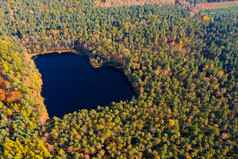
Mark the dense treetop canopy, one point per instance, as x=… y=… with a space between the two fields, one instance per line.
x=184 y=70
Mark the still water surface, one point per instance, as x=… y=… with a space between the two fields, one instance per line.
x=70 y=83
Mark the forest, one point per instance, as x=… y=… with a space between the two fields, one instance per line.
x=183 y=68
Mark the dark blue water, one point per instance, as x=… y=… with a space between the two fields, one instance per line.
x=70 y=83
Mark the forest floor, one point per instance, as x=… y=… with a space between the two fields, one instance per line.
x=219 y=5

» What the exercise asks
Write out the rows above line for line, without the picture.

» Response to this task
Mark the dense treetop canopy, one point per instance, as x=… y=… with a space between the two fields, one instance per line.
x=184 y=70
Mark the still water surface, one point per instance, as x=… y=… with a space between the two fields, one instance per line.
x=70 y=83
Mark the forest, one point per instance, as x=… y=… with a space between the two fields, one instance per line.
x=183 y=68
Mark the dark blue water, one point per instance, as x=… y=… with a space between the two fields, one instance per line.
x=70 y=83
Mark the forest floor, one point per instance, as x=… y=… with a space between the two fields, one instance per line.
x=219 y=5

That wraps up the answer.